[SELECTED EXCERPT]
┄┄┄┄┄┄┄┄┄┄┄┄┄┄┄┄┄┄┄┄

No Shame and No Judgment

Vincent describes the concept of Madison’s food pantry as “basically a store. They choose. It was extremely important to us that it was their choice of food, and we weren’t giving them prepackaged bags.”

Making those in need feel comfortable is key, Vincent says.

“It’s extremely humbling, humiliating, threatening-whichever word you want to use-to make that step into the pantry. We have a lot of Madison people who don’t come. They go to other ones. They see somebody they know who’s volunteering there, and it’s a turnoff; they’re embarrassed. They can’t do it.

“We do many things to address that. We don’t get to everybody in need, though, because there are still some people who are reluctant to ask for help. We try to make it as easy as possible,” he continues. “At times we’ve had people shop slightly before opening so there’s less contact with others. If there is somebody they know who’s a volunteer, we would try to remove that volunteer from the pantry while that person shops. Anything to make it easier and more comfortable.

“It’s tough,” he acknowledges. “One woman who came had just left her therapist crying. She didn’t have any food in her refrigerator, and the car payment or electric bill, or whatever, was due and she didn’t have any money for food. The therapist said, ‘Is there a food pantry or food bank you can go to?’

“So she came-crying-and my wife is very good with that. Margaret takes them under her wing, shows them around, makes them feel comfortable, welcome, et cetera, and then they start coming. The volunteers we have are non-judgmental. They’re there to help. They talk to the clients and do a great job. It’s what we wanted to set up. Everything has fallen into place beautifully.”

┄┄┄┄┄┄┄┄┄┄┄┄┄┄┄┄┄┄┄┄

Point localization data
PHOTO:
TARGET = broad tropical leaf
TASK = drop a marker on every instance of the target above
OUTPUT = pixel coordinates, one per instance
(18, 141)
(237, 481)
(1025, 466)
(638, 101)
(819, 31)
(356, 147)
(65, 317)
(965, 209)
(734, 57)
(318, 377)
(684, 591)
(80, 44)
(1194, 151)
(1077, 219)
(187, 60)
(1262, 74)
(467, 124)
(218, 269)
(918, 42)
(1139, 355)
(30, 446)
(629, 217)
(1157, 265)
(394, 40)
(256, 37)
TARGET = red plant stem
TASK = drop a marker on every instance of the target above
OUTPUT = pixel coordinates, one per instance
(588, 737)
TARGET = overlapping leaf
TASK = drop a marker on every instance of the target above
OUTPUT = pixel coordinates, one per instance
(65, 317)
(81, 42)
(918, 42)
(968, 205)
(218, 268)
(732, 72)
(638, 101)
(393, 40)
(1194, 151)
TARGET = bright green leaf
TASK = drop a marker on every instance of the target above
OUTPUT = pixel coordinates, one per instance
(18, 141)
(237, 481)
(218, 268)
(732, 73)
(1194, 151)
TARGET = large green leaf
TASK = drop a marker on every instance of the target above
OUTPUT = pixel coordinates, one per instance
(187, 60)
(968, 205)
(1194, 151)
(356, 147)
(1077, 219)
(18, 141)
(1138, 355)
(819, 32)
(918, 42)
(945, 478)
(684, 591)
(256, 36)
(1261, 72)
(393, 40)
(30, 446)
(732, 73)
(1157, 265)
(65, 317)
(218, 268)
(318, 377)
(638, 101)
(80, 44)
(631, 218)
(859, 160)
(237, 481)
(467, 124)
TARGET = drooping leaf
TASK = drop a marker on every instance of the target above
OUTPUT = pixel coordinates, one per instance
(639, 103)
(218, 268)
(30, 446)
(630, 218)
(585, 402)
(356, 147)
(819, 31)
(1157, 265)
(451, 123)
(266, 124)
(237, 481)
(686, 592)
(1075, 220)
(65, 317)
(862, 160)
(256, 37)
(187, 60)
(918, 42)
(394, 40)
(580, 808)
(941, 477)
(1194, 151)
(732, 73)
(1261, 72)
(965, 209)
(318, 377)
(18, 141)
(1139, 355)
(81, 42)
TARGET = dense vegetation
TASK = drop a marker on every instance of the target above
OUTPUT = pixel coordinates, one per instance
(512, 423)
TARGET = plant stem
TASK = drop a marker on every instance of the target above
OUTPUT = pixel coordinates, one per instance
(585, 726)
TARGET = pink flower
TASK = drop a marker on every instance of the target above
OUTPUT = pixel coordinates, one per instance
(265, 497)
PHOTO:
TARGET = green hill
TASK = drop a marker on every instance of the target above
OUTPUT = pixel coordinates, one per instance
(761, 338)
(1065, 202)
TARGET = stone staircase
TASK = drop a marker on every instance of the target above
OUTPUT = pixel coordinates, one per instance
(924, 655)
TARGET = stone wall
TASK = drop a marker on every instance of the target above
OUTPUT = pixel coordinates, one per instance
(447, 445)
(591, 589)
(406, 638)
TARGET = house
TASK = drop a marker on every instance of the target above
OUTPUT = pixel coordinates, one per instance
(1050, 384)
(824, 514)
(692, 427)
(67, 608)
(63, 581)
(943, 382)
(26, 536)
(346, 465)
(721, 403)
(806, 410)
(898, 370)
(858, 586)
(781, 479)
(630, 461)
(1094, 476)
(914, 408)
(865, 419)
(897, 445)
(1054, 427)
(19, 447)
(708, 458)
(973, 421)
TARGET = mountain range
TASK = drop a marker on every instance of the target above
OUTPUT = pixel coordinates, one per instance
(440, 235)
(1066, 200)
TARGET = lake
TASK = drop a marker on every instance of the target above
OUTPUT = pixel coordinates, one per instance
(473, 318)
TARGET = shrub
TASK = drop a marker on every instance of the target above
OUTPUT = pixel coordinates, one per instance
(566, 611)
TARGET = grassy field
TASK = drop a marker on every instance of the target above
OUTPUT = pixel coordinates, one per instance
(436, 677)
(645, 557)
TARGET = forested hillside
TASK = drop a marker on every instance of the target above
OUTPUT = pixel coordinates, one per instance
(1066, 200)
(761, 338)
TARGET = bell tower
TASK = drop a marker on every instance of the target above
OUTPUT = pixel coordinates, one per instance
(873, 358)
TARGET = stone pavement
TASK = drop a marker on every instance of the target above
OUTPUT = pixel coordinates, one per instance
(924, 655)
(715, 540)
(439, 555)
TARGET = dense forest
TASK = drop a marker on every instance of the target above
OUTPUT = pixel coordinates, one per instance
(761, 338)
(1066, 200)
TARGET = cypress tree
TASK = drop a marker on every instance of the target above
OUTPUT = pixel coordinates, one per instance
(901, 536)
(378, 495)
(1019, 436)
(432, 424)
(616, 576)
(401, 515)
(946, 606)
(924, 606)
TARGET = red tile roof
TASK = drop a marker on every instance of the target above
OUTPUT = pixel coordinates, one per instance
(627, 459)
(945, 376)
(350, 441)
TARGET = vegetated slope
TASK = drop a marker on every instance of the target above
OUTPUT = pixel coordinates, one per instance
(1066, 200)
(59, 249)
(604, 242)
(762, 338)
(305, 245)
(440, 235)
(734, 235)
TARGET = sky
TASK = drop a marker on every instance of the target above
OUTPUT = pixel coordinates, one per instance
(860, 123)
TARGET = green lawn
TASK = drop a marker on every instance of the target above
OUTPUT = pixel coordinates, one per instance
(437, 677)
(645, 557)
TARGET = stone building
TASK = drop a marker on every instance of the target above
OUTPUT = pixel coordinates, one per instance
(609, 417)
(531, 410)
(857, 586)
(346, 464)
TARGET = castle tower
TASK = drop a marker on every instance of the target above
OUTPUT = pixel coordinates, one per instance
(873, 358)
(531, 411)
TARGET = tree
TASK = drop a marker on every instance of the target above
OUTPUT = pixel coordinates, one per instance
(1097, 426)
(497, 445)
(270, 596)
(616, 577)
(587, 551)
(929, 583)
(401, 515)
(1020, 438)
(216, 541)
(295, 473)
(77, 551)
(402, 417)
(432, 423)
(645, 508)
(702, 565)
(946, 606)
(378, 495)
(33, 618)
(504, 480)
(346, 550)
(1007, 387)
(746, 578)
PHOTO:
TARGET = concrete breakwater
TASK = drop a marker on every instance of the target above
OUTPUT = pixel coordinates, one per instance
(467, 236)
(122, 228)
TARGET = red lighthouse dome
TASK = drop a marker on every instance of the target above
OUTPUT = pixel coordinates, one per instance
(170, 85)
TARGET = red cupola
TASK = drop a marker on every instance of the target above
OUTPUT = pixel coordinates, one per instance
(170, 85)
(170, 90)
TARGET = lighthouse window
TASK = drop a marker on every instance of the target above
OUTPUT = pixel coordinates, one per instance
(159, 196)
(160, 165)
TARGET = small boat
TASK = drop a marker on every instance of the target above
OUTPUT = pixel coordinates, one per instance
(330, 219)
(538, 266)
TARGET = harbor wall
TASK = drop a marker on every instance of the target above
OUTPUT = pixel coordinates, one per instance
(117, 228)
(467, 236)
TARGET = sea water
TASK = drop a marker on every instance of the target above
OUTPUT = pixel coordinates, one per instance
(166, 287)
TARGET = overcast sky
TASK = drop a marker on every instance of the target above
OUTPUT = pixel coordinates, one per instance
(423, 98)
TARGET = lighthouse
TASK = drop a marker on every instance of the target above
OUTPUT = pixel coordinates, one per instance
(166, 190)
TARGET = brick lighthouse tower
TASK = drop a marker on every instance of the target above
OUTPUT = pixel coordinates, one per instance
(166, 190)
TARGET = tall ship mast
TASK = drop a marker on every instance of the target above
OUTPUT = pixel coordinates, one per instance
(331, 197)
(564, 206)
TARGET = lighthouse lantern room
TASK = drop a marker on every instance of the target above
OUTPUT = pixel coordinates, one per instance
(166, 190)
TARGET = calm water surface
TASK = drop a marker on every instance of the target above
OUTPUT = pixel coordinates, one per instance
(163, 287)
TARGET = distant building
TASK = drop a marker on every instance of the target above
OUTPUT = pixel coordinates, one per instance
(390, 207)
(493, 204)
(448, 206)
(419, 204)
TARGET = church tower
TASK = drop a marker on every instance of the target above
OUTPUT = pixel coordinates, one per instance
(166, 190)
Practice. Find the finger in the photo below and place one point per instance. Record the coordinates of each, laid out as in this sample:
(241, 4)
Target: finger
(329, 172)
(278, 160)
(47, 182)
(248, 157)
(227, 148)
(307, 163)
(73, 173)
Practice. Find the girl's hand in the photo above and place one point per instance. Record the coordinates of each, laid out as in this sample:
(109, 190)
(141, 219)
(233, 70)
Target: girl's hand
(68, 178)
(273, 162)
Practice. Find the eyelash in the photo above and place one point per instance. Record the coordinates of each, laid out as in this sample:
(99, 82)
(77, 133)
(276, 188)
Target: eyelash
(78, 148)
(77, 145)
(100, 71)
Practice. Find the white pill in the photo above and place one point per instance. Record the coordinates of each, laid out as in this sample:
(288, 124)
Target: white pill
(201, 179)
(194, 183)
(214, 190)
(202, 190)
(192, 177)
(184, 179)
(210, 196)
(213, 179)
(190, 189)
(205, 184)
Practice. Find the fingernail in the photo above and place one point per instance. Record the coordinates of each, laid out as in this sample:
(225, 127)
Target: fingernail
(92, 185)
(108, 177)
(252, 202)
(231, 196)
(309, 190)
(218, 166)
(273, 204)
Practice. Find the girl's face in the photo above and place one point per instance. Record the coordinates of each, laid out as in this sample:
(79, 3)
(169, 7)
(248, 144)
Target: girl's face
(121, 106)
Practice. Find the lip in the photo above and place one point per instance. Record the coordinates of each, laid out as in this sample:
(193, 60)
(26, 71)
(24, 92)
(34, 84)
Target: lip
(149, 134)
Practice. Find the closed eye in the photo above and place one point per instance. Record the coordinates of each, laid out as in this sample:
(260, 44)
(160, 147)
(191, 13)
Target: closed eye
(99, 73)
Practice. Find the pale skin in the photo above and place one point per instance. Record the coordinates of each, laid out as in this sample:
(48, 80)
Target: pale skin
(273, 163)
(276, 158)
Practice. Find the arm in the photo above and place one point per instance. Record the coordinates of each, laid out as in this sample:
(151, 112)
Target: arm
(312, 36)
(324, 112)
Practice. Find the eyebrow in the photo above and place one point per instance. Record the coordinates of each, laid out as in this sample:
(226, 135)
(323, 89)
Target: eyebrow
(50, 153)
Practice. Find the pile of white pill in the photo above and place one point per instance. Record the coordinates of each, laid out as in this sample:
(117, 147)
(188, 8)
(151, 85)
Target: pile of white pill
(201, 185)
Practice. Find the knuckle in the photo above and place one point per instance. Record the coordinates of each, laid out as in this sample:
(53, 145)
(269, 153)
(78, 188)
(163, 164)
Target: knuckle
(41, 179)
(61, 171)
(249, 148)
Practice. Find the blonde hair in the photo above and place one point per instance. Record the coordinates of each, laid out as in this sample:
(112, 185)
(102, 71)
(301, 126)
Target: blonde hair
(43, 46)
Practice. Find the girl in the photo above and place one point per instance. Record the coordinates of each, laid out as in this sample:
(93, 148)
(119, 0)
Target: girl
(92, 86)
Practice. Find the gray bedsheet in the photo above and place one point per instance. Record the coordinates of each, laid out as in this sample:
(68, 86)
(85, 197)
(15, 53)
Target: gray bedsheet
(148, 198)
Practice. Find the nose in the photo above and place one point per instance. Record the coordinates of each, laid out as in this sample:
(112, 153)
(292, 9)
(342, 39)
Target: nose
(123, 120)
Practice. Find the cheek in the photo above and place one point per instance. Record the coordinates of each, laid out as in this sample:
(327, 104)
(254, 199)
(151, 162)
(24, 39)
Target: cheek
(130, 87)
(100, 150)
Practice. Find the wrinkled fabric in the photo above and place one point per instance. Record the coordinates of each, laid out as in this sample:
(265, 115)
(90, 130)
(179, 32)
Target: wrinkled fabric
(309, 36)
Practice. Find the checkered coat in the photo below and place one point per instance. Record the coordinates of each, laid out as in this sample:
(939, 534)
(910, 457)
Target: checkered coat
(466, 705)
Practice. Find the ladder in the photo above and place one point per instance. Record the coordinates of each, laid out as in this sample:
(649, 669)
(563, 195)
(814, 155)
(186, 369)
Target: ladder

┄┄┄┄┄┄┄┄┄┄┄┄┄┄┄┄┄┄┄┄

[REQUIREMENT A] Using the food pantry excerpt, say whether each statement agrees with it: (i) The pantry hands clients prepackaged bags of food. (ii) Some Madison residents go to other pantries instead of Madison's. (iii) A therapist suggested to one woman that she go to a food pantry or food bank. Answer yes or no for each and quote the deciding words.
[REQUIREMENT B] Summarize the food pantry excerpt in three sentences.

[EXPECTED ANSWER A]
(i) No: "we weren’t giving them prepackaged bags."
(ii) Yes: "We have a lot of Madison people who don’t come. They go to other ones."
(iii) Yes: "The therapist said, ‘Is there a food pantry or food bank you can go to?’"

[EXPECTED ANSWER B] Vincent describes Madison's food pantry as essentially a store where clients choose their own food. Because asking for help can feel humiliating, and some people avoid the pantry when they see someone they know volunteering, the pantry tries to make shopping easier, such as by letting people shop before opening or removing a volunteer they know. His wife Margaret helps newcomers feel welcome, and the volunteers are non-judgmental and there to help.